** START **
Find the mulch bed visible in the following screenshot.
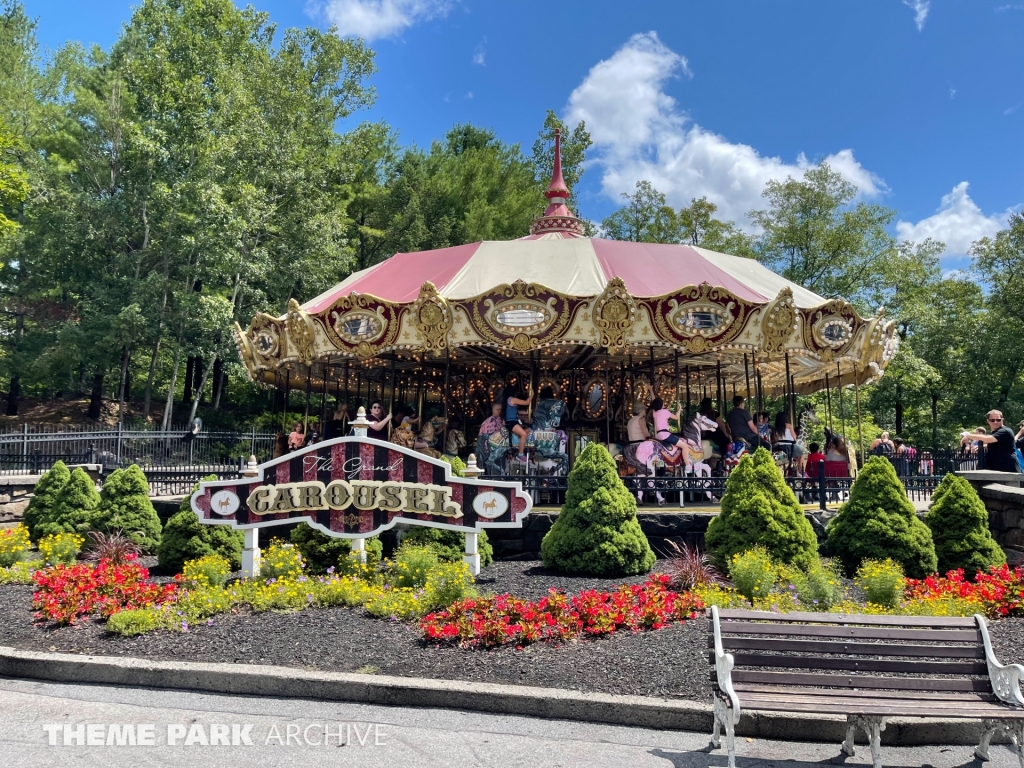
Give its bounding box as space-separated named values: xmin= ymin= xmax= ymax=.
xmin=0 ymin=561 xmax=1024 ymax=701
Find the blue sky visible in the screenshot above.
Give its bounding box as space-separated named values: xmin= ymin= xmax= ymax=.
xmin=27 ymin=0 xmax=1024 ymax=267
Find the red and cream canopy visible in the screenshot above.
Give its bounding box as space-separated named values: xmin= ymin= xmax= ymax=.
xmin=236 ymin=132 xmax=897 ymax=391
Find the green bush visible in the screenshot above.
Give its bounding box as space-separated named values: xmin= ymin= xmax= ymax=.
xmin=259 ymin=542 xmax=306 ymax=580
xmin=181 ymin=555 xmax=231 ymax=588
xmin=157 ymin=475 xmax=245 ymax=572
xmin=291 ymin=522 xmax=384 ymax=574
xmin=705 ymin=449 xmax=818 ymax=569
xmin=854 ymin=557 xmax=906 ymax=608
xmin=401 ymin=525 xmax=495 ymax=565
xmin=925 ymin=474 xmax=1007 ymax=578
xmin=541 ymin=443 xmax=654 ymax=577
xmin=391 ymin=545 xmax=440 ymax=589
xmin=24 ymin=461 xmax=71 ymax=542
xmin=93 ymin=464 xmax=160 ymax=554
xmin=779 ymin=558 xmax=846 ymax=610
xmin=36 ymin=467 xmax=99 ymax=539
xmin=827 ymin=456 xmax=938 ymax=579
xmin=106 ymin=608 xmax=165 ymax=637
xmin=729 ymin=546 xmax=778 ymax=602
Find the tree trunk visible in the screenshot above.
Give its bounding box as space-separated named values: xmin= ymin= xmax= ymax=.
xmin=160 ymin=347 xmax=181 ymax=431
xmin=188 ymin=355 xmax=217 ymax=424
xmin=213 ymin=357 xmax=224 ymax=411
xmin=181 ymin=354 xmax=196 ymax=406
xmin=87 ymin=369 xmax=104 ymax=421
xmin=118 ymin=346 xmax=131 ymax=422
xmin=5 ymin=374 xmax=22 ymax=416
xmin=142 ymin=336 xmax=163 ymax=419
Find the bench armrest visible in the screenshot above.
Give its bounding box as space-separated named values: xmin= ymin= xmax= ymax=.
xmin=974 ymin=613 xmax=1024 ymax=707
xmin=711 ymin=605 xmax=739 ymax=724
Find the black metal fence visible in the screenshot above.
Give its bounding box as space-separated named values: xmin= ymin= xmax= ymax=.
xmin=0 ymin=424 xmax=275 ymax=474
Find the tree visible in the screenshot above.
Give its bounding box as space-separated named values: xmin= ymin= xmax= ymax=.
xmin=748 ymin=163 xmax=896 ymax=302
xmin=827 ymin=456 xmax=938 ymax=579
xmin=705 ymin=449 xmax=818 ymax=570
xmin=93 ymin=464 xmax=160 ymax=554
xmin=541 ymin=443 xmax=654 ymax=577
xmin=925 ymin=474 xmax=1007 ymax=578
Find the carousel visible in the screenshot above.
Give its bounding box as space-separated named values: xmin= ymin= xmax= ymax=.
xmin=234 ymin=132 xmax=898 ymax=493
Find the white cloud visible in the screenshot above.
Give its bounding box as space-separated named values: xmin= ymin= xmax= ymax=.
xmin=896 ymin=181 xmax=1008 ymax=258
xmin=566 ymin=32 xmax=887 ymax=224
xmin=310 ymin=0 xmax=453 ymax=40
xmin=903 ymin=0 xmax=932 ymax=32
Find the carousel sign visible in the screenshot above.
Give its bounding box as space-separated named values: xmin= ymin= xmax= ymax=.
xmin=191 ymin=437 xmax=532 ymax=575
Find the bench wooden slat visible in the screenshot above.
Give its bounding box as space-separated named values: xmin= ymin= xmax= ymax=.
xmin=733 ymin=683 xmax=999 ymax=703
xmin=724 ymin=653 xmax=988 ymax=675
xmin=720 ymin=622 xmax=981 ymax=644
xmin=709 ymin=637 xmax=985 ymax=669
xmin=733 ymin=670 xmax=992 ymax=693
xmin=739 ymin=697 xmax=1024 ymax=720
xmin=718 ymin=608 xmax=977 ymax=629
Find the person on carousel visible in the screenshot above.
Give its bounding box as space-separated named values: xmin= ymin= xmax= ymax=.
xmin=626 ymin=400 xmax=650 ymax=443
xmin=504 ymin=386 xmax=534 ymax=462
xmin=367 ymin=400 xmax=391 ymax=440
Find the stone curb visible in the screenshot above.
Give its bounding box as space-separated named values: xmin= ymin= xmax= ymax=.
xmin=0 ymin=646 xmax=995 ymax=746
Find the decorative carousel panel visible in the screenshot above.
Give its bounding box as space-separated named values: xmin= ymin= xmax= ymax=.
xmin=462 ymin=280 xmax=586 ymax=352
xmin=640 ymin=283 xmax=754 ymax=354
xmin=317 ymin=294 xmax=403 ymax=357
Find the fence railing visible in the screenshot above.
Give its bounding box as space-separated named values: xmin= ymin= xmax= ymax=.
xmin=0 ymin=424 xmax=275 ymax=474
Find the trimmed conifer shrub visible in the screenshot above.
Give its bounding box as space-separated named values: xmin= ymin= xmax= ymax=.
xmin=36 ymin=467 xmax=99 ymax=539
xmin=291 ymin=522 xmax=384 ymax=574
xmin=23 ymin=461 xmax=71 ymax=543
xmin=401 ymin=525 xmax=495 ymax=565
xmin=541 ymin=443 xmax=654 ymax=577
xmin=827 ymin=456 xmax=938 ymax=579
xmin=157 ymin=475 xmax=245 ymax=572
xmin=705 ymin=447 xmax=818 ymax=570
xmin=93 ymin=464 xmax=160 ymax=555
xmin=925 ymin=474 xmax=1007 ymax=578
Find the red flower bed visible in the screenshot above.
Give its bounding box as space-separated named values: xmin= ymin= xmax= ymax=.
xmin=906 ymin=565 xmax=1024 ymax=618
xmin=32 ymin=559 xmax=177 ymax=624
xmin=420 ymin=573 xmax=705 ymax=648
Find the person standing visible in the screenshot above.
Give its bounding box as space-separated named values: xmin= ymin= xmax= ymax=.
xmin=961 ymin=410 xmax=1021 ymax=472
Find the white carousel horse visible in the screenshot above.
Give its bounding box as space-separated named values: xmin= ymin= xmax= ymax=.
xmin=623 ymin=413 xmax=718 ymax=504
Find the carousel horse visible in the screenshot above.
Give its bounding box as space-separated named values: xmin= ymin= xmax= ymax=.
xmin=476 ymin=397 xmax=569 ymax=475
xmin=623 ymin=413 xmax=718 ymax=504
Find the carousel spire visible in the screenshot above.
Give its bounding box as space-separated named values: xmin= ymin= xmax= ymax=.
xmin=529 ymin=128 xmax=586 ymax=238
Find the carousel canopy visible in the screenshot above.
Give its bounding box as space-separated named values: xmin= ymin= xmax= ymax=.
xmin=236 ymin=133 xmax=897 ymax=399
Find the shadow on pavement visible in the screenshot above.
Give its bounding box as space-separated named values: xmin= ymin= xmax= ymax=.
xmin=647 ymin=744 xmax=985 ymax=768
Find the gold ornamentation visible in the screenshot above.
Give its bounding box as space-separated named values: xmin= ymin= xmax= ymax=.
xmin=411 ymin=281 xmax=454 ymax=352
xmin=594 ymin=278 xmax=637 ymax=350
xmin=761 ymin=288 xmax=797 ymax=354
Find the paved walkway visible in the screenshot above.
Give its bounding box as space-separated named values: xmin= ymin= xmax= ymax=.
xmin=0 ymin=678 xmax=1018 ymax=768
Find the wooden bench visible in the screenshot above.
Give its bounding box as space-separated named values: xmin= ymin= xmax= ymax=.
xmin=708 ymin=607 xmax=1024 ymax=768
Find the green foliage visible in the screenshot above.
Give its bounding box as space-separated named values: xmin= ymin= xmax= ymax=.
xmin=36 ymin=467 xmax=99 ymax=538
xmin=705 ymin=449 xmax=818 ymax=568
xmin=854 ymin=557 xmax=906 ymax=608
xmin=157 ymin=475 xmax=245 ymax=572
xmin=391 ymin=544 xmax=440 ymax=589
xmin=541 ymin=443 xmax=655 ymax=577
xmin=925 ymin=474 xmax=1007 ymax=578
xmin=291 ymin=522 xmax=384 ymax=574
xmin=181 ymin=555 xmax=231 ymax=587
xmin=39 ymin=534 xmax=85 ymax=565
xmin=827 ymin=456 xmax=938 ymax=579
xmin=259 ymin=542 xmax=305 ymax=580
xmin=729 ymin=546 xmax=777 ymax=600
xmin=25 ymin=460 xmax=71 ymax=542
xmin=93 ymin=464 xmax=160 ymax=554
xmin=401 ymin=525 xmax=495 ymax=565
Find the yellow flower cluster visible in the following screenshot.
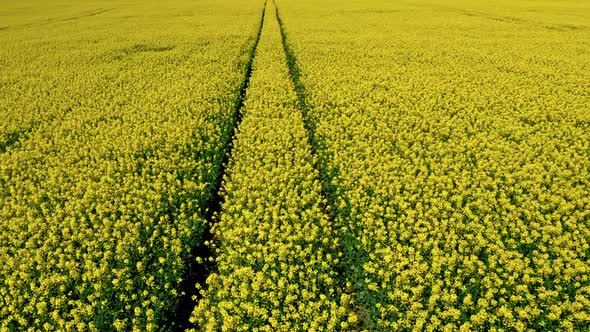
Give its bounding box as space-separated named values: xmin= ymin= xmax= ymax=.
xmin=0 ymin=0 xmax=262 ymax=331
xmin=277 ymin=0 xmax=590 ymax=331
xmin=191 ymin=1 xmax=355 ymax=331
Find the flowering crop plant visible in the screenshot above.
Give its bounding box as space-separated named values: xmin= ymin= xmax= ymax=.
xmin=0 ymin=0 xmax=262 ymax=331
xmin=0 ymin=0 xmax=590 ymax=332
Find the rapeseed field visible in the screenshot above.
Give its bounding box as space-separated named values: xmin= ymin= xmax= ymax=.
xmin=0 ymin=0 xmax=590 ymax=331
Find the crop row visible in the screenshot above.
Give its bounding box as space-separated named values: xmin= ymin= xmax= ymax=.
xmin=0 ymin=0 xmax=261 ymax=331
xmin=277 ymin=0 xmax=590 ymax=330
xmin=191 ymin=1 xmax=354 ymax=331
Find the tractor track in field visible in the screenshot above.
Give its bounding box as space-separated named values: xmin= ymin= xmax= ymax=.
xmin=273 ymin=0 xmax=372 ymax=330
xmin=168 ymin=1 xmax=266 ymax=331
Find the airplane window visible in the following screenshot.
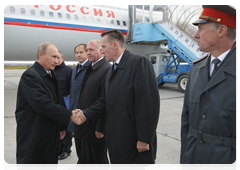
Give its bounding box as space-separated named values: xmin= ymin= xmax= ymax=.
xmin=20 ymin=8 xmax=25 ymax=14
xmin=117 ymin=20 xmax=120 ymax=25
xmin=66 ymin=14 xmax=71 ymax=19
xmin=74 ymin=15 xmax=78 ymax=20
xmin=30 ymin=9 xmax=35 ymax=15
xmin=49 ymin=12 xmax=53 ymax=18
xmin=58 ymin=13 xmax=62 ymax=18
xmin=40 ymin=10 xmax=45 ymax=17
xmin=10 ymin=6 xmax=15 ymax=13
xmin=97 ymin=18 xmax=101 ymax=23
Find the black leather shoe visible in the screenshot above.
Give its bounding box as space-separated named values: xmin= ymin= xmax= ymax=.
xmin=58 ymin=152 xmax=70 ymax=160
xmin=68 ymin=165 xmax=81 ymax=170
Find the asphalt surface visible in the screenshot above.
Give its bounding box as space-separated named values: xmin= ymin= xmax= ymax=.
xmin=4 ymin=70 xmax=184 ymax=170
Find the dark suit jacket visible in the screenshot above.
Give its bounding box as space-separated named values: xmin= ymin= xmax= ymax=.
xmin=54 ymin=62 xmax=73 ymax=107
xmin=74 ymin=58 xmax=111 ymax=143
xmin=180 ymin=42 xmax=238 ymax=170
xmin=86 ymin=50 xmax=160 ymax=170
xmin=15 ymin=62 xmax=72 ymax=170
xmin=68 ymin=61 xmax=91 ymax=132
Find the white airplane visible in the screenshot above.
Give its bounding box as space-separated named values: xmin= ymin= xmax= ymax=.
xmin=4 ymin=5 xmax=163 ymax=64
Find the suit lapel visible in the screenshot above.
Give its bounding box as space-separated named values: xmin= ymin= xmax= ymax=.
xmin=198 ymin=56 xmax=210 ymax=87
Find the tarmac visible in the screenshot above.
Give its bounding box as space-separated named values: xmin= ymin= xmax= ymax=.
xmin=1 ymin=69 xmax=184 ymax=170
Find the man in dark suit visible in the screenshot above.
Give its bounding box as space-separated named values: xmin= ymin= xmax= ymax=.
xmin=68 ymin=43 xmax=91 ymax=170
xmin=15 ymin=43 xmax=82 ymax=170
xmin=180 ymin=5 xmax=238 ymax=170
xmin=54 ymin=51 xmax=72 ymax=160
xmin=78 ymin=30 xmax=160 ymax=170
xmin=74 ymin=40 xmax=111 ymax=170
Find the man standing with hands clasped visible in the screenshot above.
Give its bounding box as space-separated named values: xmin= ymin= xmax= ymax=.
xmin=15 ymin=43 xmax=83 ymax=170
xmin=73 ymin=30 xmax=160 ymax=170
xmin=180 ymin=5 xmax=238 ymax=170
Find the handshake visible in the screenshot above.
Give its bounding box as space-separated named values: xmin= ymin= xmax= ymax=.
xmin=71 ymin=109 xmax=87 ymax=125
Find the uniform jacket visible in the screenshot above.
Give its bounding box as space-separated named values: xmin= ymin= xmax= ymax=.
xmin=15 ymin=62 xmax=71 ymax=170
xmin=74 ymin=58 xmax=111 ymax=143
xmin=68 ymin=61 xmax=91 ymax=132
xmin=180 ymin=42 xmax=238 ymax=170
xmin=86 ymin=50 xmax=160 ymax=170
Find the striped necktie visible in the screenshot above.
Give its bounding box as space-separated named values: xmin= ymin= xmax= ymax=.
xmin=114 ymin=63 xmax=118 ymax=70
xmin=48 ymin=71 xmax=52 ymax=77
xmin=211 ymin=58 xmax=221 ymax=76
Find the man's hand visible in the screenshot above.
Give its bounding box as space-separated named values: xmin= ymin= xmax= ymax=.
xmin=95 ymin=131 xmax=104 ymax=138
xmin=71 ymin=109 xmax=87 ymax=125
xmin=137 ymin=141 xmax=150 ymax=153
xmin=60 ymin=130 xmax=66 ymax=140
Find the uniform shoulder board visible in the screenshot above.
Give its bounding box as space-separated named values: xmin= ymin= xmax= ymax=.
xmin=190 ymin=54 xmax=209 ymax=64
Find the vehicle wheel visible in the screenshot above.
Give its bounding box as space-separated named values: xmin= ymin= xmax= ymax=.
xmin=178 ymin=75 xmax=188 ymax=93
xmin=158 ymin=82 xmax=165 ymax=87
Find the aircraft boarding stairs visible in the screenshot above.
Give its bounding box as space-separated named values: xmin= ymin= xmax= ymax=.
xmin=127 ymin=5 xmax=208 ymax=91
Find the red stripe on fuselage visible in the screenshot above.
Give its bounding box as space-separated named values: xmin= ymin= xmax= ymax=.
xmin=4 ymin=21 xmax=127 ymax=35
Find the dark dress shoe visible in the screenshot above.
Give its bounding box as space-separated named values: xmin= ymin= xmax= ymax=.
xmin=58 ymin=152 xmax=70 ymax=160
xmin=68 ymin=165 xmax=81 ymax=170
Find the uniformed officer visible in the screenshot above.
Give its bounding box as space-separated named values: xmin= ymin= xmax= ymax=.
xmin=180 ymin=5 xmax=238 ymax=170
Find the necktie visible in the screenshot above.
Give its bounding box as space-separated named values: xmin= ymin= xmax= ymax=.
xmin=114 ymin=63 xmax=118 ymax=70
xmin=212 ymin=58 xmax=221 ymax=75
xmin=48 ymin=71 xmax=52 ymax=77
xmin=77 ymin=64 xmax=82 ymax=72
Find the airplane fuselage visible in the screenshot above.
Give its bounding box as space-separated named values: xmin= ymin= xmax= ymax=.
** END **
→ SHORT TASK
In the records above, find the line containing "Find the uniformed"; please retype it and every line after it through the last line, exactly and with nothing else.

→ RESULT OF THIS TASK
Find the uniformed officer visible in the screenshot above.
Give its bounding box as space-separated named values: xmin= ymin= xmax= ymax=.
xmin=180 ymin=5 xmax=238 ymax=170
Find the necktie visible in the screenshot above.
Give its bounding box as space-separated named values: xmin= ymin= xmax= ymax=.
xmin=114 ymin=63 xmax=118 ymax=70
xmin=212 ymin=58 xmax=221 ymax=75
xmin=48 ymin=71 xmax=52 ymax=77
xmin=77 ymin=64 xmax=82 ymax=72
Find the airplane fuselage visible in the screenshot above.
Give its bounding box as space-separated named values: xmin= ymin= xmax= ymax=.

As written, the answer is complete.